AIM OF THE EXERCISE — Return every line in the listing below that contains the word "street". The match is case-sensitive.

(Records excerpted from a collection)
※ ※ ※
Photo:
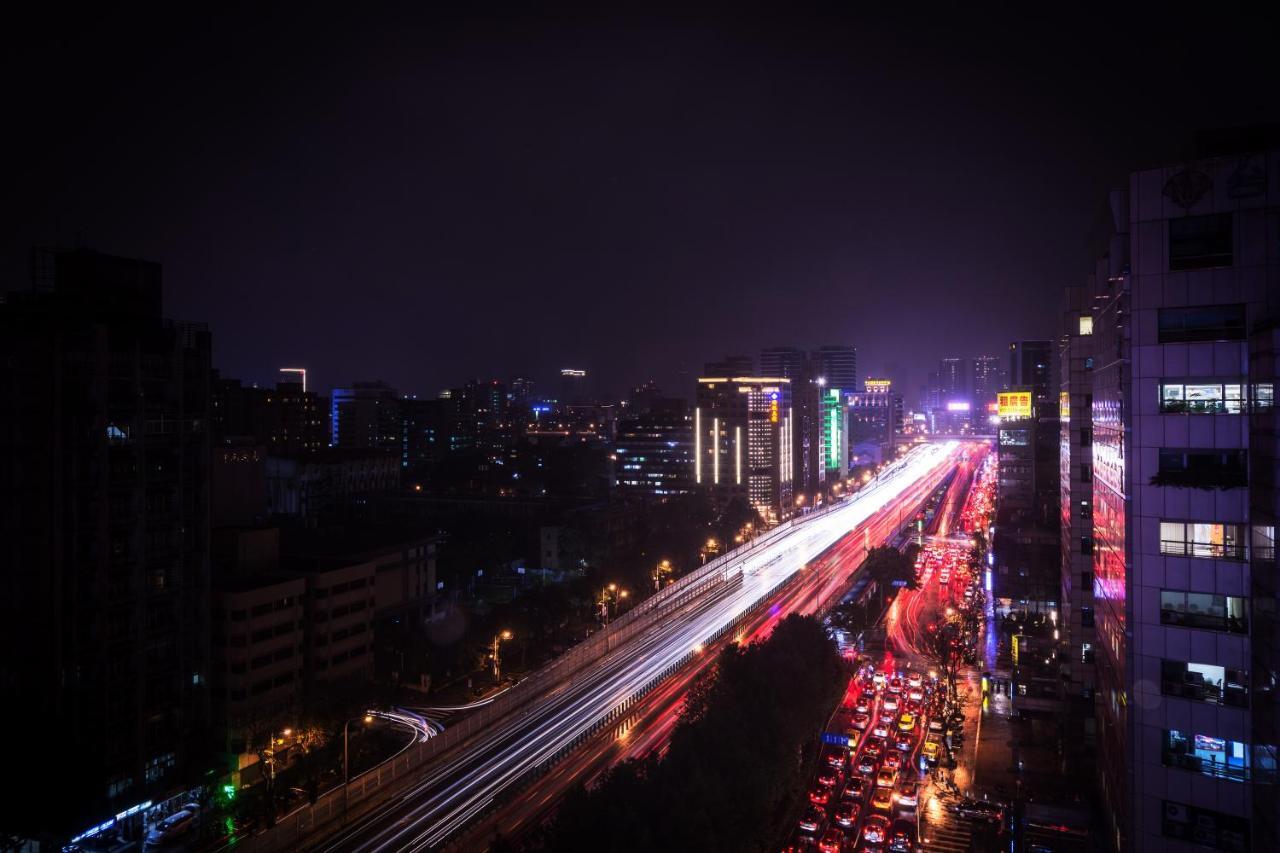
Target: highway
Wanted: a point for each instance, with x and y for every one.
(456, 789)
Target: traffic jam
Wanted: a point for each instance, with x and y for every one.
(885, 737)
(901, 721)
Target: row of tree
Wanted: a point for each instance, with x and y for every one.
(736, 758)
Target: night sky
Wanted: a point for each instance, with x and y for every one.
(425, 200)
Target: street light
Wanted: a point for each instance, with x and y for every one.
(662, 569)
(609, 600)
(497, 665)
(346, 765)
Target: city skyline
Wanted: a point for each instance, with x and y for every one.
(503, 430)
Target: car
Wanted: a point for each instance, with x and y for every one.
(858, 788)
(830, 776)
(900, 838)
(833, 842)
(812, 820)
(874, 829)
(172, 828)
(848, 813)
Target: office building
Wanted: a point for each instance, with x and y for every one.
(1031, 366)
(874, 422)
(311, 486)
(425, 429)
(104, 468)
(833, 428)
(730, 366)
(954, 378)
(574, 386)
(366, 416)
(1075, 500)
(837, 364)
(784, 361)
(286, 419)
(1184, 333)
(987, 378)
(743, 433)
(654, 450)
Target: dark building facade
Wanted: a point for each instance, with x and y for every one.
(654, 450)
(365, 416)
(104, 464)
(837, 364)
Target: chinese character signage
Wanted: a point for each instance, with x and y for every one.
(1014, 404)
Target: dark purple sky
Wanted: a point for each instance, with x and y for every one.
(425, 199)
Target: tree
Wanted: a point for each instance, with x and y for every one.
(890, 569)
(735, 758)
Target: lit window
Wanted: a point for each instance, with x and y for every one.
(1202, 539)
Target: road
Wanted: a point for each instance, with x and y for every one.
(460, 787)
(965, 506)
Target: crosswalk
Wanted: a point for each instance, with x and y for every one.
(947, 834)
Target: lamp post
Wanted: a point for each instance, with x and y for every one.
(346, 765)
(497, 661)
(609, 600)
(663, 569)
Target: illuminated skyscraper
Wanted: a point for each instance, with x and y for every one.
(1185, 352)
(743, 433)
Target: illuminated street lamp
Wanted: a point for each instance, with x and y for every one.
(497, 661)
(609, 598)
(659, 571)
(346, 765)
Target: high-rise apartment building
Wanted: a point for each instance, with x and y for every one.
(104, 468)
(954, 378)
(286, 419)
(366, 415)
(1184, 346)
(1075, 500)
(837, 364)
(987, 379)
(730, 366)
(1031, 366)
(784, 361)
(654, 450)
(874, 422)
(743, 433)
※ ※ ※
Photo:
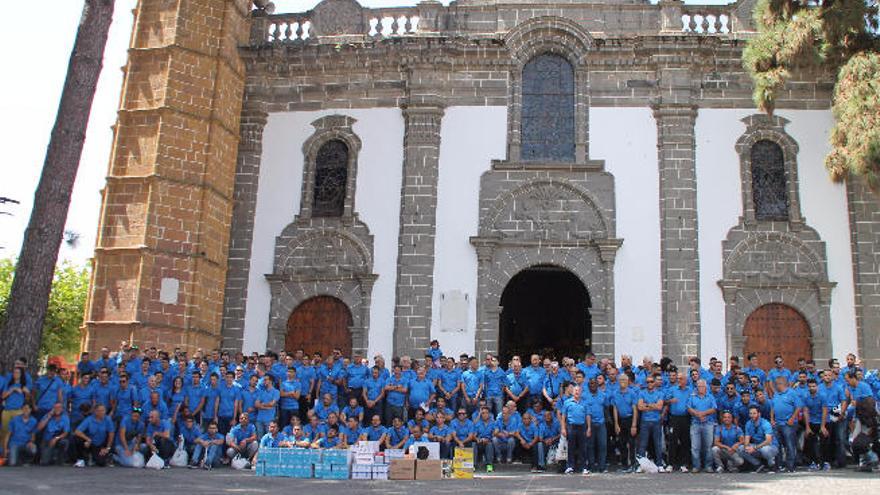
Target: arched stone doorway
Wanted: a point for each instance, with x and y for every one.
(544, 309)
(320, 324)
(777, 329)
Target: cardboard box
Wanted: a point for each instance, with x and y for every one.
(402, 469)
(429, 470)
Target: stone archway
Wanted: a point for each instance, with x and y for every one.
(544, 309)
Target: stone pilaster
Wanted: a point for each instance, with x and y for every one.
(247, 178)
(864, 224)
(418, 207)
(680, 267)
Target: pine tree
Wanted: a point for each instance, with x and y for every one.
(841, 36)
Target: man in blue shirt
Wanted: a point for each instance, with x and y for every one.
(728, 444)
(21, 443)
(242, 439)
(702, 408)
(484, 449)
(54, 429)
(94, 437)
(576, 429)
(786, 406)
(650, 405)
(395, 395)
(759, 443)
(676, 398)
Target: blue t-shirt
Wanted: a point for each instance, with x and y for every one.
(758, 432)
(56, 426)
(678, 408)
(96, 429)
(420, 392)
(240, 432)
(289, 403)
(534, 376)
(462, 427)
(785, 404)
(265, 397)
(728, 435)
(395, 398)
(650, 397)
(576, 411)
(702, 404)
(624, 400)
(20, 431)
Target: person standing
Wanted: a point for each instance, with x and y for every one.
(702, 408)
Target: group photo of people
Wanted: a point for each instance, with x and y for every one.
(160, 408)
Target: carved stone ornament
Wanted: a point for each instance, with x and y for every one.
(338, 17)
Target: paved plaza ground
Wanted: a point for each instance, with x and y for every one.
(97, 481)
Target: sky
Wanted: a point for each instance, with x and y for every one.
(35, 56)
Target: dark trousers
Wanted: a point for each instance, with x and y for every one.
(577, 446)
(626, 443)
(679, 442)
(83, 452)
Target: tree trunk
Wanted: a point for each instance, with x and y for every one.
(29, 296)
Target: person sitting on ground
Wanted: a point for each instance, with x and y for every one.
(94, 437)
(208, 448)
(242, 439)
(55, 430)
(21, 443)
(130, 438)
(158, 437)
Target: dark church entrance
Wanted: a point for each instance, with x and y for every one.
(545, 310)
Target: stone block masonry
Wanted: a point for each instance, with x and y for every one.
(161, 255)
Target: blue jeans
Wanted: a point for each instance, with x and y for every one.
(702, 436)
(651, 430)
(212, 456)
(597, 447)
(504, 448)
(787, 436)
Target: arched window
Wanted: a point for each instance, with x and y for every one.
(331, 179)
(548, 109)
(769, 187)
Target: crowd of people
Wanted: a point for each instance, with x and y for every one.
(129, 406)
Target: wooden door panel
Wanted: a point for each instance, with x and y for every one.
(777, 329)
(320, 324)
※ ※ ※
RESPONSE TO THIS EXERCISE —
Target: street light
Target: illuminated street lamp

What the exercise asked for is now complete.